> [Exercise set]:
(a) In the text on the placebo effect, what is the only fully sanctioned use of placebos?
(b) The text on the placebo effect says that improvements after taking a placebo are better called "placebo responses" than "placebo effects." Explain why, using the reason the text gives.
(c) Reproduce the part of the text on the placebo effect from "For many doctors, the" up to and including "not their importance.".

> [Reading passage]:
- Opening Delimiter -

What can you tell me about the placebo effect? Can it really heal? Is it ethical for physicians to pretend a drug is real when it’s just a sugar pill?”

Andrew Weil, M.D. | January 15, 2015

placebo effect
3 min

The strict definition of a placebo is an inert substance – often a sugar pill designed to look like a real drug – that doctors sometimes give to satisfy a patient’s desire for medicine when there’s no need for a genuine prescription. Here, doctors have three choices. They can give nothing, and run the risk of losing patients. Or they can give nonspecific medications to make patients feel better, the most effective being those affecting mood: including amphetamines and tranquilizers, which pose the risk of dependence.

The third option is a placebo. It may satisfy patients without causing any harm. Often, patients will report improvement or disappearance of their symptoms after taking the placebo. Sometimes, objective signs of disease diminish and, sometimes, complete cures occur. These results usually are erroneously called “placebo effects,” but they are actually the response of patients to the placebo and are better called “placebo responses.”

For many doctors, the use of placebos seems to involve deception and trickery. Many never use placebos, and those who do are often ambivalent about them, preferring not to discuss their use and certainly not their importance.

The only fully sanctioned use of placebos is as a standard of comparison in evaluating new drugs, especially in double blind trials, where neither patients nor doctors know who receives the real drugs and who takes the placebos until these studies end and results are in.

The strength of the placebo response can be of any magnitude. It can relieve severe postoperative pain, induce sleep or mental alertness, bring about dramatic remissions in both symptoms and objective signs of chronic disease, and initiate the rejection of warts and other abnormal growths.  Placebos can also elicit all the undesirable side effects possible with real drugs including nausea, headaches, skin rashes, hives and more serious allergic reactions, organ damage and addiction. In addition, recent research has shown that the placebo response can occur even when patients are completely aware that they’re getting the equivalent of the sugar pill.

- Closing Delimiter -

> [Data for analysis]:
- Opening Delimiter -

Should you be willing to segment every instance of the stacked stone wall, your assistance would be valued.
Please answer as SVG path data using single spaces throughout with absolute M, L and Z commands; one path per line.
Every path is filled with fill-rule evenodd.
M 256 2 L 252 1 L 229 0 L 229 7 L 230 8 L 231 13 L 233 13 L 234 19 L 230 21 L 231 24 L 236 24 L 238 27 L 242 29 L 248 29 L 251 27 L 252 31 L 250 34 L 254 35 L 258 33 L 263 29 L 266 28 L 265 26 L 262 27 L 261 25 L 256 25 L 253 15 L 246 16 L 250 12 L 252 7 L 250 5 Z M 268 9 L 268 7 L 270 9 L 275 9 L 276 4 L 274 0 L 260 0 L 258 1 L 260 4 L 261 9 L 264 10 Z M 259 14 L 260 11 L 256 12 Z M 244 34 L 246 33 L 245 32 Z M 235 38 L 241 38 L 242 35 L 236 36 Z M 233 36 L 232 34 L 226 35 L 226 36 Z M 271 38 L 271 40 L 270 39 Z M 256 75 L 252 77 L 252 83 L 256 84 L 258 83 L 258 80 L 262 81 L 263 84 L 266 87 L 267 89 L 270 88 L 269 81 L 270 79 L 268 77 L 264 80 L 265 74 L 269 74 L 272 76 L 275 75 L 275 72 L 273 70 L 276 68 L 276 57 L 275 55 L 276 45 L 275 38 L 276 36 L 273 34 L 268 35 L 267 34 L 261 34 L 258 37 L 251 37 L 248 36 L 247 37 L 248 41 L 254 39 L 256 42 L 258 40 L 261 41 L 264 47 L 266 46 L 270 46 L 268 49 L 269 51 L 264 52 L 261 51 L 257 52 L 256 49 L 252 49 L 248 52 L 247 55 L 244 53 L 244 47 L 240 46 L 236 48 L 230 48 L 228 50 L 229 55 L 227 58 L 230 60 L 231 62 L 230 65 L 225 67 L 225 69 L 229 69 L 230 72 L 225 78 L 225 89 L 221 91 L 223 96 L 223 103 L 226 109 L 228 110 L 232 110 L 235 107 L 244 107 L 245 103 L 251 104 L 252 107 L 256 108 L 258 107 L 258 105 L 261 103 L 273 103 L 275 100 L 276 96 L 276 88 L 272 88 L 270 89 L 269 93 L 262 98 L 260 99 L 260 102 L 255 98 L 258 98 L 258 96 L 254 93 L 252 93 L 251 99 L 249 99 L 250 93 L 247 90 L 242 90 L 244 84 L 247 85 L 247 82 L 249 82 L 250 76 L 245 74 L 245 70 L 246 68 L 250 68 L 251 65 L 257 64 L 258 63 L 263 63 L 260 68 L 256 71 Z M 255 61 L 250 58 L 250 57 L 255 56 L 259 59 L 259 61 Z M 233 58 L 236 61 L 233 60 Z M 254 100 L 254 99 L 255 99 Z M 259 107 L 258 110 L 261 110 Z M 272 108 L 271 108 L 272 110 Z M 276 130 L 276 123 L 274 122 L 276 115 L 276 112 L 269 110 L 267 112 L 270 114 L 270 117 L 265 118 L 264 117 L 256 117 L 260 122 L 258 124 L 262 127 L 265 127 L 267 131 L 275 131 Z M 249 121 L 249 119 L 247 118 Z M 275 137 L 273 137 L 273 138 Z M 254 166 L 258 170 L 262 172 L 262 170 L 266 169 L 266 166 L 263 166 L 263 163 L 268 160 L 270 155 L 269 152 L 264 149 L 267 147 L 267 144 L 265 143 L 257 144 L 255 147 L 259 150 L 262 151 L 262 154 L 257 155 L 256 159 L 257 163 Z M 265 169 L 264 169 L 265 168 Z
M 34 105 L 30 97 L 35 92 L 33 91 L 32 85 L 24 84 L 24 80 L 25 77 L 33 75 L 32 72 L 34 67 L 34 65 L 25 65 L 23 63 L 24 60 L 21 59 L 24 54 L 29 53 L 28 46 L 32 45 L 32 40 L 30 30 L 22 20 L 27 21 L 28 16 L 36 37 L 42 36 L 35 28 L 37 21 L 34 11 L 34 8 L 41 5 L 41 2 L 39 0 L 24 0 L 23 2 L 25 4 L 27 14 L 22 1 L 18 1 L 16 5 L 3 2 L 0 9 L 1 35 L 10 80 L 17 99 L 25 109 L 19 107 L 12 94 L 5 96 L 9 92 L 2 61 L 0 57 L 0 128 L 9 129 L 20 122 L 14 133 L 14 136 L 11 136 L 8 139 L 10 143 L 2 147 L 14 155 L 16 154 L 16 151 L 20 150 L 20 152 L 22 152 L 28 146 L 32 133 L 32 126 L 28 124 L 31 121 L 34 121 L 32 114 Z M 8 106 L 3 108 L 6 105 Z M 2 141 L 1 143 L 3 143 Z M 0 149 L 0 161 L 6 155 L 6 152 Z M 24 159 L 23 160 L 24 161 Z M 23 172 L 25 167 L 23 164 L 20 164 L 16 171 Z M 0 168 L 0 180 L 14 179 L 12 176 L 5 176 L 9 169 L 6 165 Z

- Closing Delimiter -

> [Task-by-task answers]:
(a) Placebos serve as a standard of comparison in evaluating new drugs, especially in double blind trials.

(b) The text says these results are actually the response of patients to the placebo. For that reason, "placebo responses" is the more accurate name, and calling them "placebo effects" is an error.

(c)
For many doctors, the use of placebos seems to involve deception and trickery. Many never use placebos, and those who do are often ambivalent about them, preferring not to discuss their use and certainly not their importance.